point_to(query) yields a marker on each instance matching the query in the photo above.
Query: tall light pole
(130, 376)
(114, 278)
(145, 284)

--------------------------------------------------

Present every line of the entries as a numbered list, leaving out any blank lines.

1. point_to(query) yields a marker on each instance matching the query in the photo above.
2. Query: tall light pole
3. (130, 376)
4. (114, 278)
5. (145, 284)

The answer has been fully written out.